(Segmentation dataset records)
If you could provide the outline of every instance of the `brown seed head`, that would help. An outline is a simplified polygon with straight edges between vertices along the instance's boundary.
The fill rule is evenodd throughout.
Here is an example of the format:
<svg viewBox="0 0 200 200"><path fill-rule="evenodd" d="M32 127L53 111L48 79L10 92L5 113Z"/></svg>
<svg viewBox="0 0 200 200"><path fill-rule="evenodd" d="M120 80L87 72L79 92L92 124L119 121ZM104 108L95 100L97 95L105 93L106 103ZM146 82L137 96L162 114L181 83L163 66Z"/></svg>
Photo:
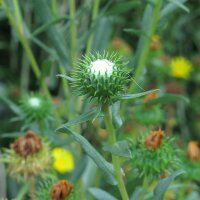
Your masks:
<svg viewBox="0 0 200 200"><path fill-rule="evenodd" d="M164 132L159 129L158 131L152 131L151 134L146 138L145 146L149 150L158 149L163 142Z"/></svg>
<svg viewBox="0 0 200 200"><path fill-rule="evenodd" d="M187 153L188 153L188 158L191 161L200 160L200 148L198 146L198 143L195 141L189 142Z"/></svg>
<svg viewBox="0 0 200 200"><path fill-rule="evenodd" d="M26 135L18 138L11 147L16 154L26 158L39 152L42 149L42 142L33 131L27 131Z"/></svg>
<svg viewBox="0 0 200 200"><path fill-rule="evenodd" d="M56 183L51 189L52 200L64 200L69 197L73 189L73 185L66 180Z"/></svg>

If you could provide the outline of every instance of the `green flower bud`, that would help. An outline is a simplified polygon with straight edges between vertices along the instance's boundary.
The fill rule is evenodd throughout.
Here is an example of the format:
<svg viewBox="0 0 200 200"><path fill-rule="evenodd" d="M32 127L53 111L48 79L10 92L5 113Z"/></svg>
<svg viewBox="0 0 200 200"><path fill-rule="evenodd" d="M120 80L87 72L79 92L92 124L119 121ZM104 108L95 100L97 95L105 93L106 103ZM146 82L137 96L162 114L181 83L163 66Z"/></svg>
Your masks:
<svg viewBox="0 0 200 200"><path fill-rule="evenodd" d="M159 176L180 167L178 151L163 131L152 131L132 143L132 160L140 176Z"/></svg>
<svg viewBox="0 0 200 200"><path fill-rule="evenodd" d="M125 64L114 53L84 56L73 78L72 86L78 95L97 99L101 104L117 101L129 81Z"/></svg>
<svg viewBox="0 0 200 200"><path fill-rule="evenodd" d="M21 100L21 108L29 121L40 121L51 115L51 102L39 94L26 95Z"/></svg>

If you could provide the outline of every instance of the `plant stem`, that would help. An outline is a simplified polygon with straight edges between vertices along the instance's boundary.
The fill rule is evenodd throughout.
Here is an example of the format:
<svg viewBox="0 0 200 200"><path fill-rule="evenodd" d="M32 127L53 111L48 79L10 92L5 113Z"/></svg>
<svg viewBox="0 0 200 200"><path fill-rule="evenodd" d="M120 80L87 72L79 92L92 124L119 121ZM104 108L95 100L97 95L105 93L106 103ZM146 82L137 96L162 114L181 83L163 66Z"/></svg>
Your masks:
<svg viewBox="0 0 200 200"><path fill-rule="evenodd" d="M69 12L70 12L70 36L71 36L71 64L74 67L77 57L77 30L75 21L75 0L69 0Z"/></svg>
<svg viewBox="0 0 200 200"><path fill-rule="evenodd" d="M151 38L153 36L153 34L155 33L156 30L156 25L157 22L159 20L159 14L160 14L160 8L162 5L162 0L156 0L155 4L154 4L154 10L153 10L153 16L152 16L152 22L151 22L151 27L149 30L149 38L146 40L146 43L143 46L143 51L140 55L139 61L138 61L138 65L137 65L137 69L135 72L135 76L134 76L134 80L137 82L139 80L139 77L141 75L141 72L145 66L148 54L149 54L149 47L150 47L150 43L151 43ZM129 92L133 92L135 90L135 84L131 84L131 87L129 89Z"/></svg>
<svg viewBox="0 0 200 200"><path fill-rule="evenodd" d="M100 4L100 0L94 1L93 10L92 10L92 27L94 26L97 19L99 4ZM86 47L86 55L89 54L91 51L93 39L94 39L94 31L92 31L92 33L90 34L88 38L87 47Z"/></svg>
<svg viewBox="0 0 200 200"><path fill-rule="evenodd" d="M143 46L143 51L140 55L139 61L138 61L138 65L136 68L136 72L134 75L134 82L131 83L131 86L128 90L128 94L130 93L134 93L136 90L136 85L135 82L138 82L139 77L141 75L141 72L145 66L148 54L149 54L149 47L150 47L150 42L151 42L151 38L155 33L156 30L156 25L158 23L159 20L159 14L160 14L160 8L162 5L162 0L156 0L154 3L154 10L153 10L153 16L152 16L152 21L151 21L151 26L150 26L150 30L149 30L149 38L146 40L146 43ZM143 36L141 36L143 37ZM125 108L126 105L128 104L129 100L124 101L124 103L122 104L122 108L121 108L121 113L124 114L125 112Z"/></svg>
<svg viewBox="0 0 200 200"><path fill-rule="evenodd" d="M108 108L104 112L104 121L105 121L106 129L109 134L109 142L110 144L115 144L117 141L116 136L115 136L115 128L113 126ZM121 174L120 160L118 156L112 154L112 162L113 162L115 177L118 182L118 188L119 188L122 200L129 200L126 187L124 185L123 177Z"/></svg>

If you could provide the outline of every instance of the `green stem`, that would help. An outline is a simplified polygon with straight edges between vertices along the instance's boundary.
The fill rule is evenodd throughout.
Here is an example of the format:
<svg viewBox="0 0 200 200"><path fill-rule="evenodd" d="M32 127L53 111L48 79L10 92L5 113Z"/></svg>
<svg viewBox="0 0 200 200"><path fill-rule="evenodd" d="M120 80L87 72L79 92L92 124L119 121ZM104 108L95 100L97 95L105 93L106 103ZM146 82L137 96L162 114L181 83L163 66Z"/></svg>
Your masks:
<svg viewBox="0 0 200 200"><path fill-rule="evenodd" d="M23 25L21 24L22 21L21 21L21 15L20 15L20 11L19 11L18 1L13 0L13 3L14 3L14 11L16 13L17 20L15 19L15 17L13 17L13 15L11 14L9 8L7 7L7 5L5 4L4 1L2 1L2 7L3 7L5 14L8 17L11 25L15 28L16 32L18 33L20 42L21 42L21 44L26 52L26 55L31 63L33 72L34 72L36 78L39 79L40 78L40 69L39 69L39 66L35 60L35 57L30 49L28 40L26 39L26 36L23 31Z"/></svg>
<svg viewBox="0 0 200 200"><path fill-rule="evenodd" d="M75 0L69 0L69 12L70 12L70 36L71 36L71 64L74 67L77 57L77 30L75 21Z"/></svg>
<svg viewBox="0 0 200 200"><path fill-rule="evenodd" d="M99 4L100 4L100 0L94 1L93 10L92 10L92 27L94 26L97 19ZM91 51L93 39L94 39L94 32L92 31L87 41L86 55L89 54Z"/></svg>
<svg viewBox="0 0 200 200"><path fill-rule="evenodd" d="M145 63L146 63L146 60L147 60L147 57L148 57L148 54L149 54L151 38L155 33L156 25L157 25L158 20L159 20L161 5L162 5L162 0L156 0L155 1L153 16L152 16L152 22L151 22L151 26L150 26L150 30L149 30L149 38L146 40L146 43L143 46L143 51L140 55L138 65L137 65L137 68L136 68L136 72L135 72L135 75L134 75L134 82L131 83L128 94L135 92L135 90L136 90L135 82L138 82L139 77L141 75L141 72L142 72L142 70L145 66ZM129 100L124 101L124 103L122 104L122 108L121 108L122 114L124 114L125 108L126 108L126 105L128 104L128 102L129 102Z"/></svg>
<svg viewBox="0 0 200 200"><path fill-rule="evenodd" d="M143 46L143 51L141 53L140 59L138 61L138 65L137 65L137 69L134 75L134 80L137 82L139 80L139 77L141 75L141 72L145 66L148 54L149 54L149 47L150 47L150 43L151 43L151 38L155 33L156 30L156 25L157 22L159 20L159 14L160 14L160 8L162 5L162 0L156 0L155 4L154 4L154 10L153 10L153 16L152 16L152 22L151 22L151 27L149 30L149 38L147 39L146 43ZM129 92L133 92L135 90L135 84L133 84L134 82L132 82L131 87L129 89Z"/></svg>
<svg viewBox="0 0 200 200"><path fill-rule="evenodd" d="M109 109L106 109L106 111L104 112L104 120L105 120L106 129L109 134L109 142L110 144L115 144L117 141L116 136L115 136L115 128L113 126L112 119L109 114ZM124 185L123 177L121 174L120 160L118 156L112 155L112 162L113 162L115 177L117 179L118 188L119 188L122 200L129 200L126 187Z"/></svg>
--
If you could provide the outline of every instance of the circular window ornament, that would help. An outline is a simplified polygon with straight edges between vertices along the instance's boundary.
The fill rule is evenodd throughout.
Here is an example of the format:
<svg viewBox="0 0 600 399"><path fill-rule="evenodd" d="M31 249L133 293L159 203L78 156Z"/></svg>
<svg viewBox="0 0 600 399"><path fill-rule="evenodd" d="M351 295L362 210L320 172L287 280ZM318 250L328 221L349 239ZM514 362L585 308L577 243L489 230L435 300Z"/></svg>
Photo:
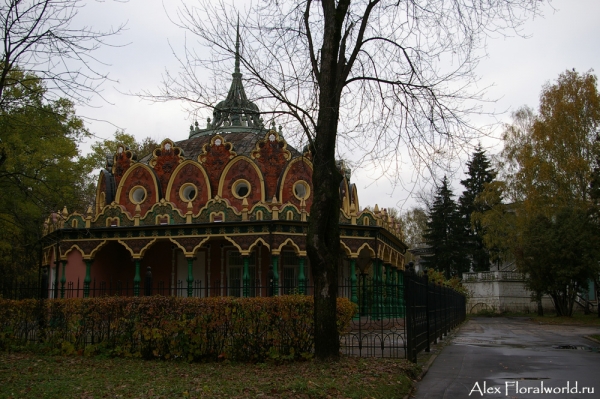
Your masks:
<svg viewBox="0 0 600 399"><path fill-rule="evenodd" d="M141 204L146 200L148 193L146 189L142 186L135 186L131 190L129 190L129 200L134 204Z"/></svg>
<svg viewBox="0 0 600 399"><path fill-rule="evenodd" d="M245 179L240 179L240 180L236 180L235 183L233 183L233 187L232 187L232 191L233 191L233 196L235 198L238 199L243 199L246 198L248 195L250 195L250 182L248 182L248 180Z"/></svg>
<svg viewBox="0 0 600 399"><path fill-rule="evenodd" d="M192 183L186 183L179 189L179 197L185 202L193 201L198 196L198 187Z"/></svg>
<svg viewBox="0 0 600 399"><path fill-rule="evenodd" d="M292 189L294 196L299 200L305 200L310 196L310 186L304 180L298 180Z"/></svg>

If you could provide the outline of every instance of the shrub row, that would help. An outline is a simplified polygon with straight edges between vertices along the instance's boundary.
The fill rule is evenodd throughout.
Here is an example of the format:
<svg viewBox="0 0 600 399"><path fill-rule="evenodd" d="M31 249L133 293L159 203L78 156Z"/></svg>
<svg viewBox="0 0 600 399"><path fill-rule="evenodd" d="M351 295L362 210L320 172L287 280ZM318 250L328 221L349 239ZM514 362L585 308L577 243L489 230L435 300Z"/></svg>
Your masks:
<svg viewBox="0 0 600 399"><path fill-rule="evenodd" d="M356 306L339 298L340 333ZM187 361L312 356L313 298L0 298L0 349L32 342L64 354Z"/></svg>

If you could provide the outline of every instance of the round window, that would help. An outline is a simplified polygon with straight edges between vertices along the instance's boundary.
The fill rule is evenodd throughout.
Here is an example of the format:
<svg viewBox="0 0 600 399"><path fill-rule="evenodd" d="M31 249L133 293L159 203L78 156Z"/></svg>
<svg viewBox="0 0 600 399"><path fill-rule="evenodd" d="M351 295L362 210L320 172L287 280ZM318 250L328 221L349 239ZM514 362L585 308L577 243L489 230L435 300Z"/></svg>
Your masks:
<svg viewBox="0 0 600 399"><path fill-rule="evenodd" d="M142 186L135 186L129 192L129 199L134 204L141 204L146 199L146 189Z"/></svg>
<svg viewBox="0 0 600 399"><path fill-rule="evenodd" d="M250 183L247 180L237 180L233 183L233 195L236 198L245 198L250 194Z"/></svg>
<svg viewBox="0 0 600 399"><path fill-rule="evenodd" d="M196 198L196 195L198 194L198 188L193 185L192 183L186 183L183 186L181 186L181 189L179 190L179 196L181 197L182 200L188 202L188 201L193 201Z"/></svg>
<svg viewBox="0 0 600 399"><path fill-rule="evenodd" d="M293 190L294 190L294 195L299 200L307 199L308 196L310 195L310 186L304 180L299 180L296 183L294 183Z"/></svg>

[STATED TASK]: Render the rows from the line containing "of the circular" up to and including the line containing "189L294 196L299 200L305" as a Markdown table with the columns Num and Content, numbering each line and skipping blank lines. Omit the pictures from the table.

[TASK RESPONSE]:
| Num | Content |
|---|---|
| 1 | If you could provide the outline of every instance of the circular window ornament, that would help. An outline is a simplified polygon with straight edges between vertices along the instance's boundary. |
| 2 | The fill rule is evenodd throughout. |
| 3 | Here is an example of the format: |
| 4 | <svg viewBox="0 0 600 399"><path fill-rule="evenodd" d="M31 249L133 293L159 203L78 156Z"/></svg> |
| 5 | <svg viewBox="0 0 600 399"><path fill-rule="evenodd" d="M351 295L362 210L320 172L287 280ZM318 250L328 221L349 239ZM514 362L585 308L577 243L489 230L435 300Z"/></svg> |
| 6 | Photo: |
| 7 | Your masks: |
| 8 | <svg viewBox="0 0 600 399"><path fill-rule="evenodd" d="M141 204L146 200L148 193L146 189L142 186L135 186L131 190L129 190L129 200L134 204Z"/></svg> |
| 9 | <svg viewBox="0 0 600 399"><path fill-rule="evenodd" d="M245 179L240 179L240 180L236 180L235 183L233 183L233 187L232 187L232 191L233 191L233 196L235 198L238 199L243 199L246 198L248 195L250 195L250 182L248 182L248 180Z"/></svg> |
| 10 | <svg viewBox="0 0 600 399"><path fill-rule="evenodd" d="M192 183L186 183L179 189L179 197L185 202L193 201L198 196L198 187Z"/></svg> |
| 11 | <svg viewBox="0 0 600 399"><path fill-rule="evenodd" d="M292 189L294 196L299 200L305 200L310 196L310 186L304 180L298 180Z"/></svg> |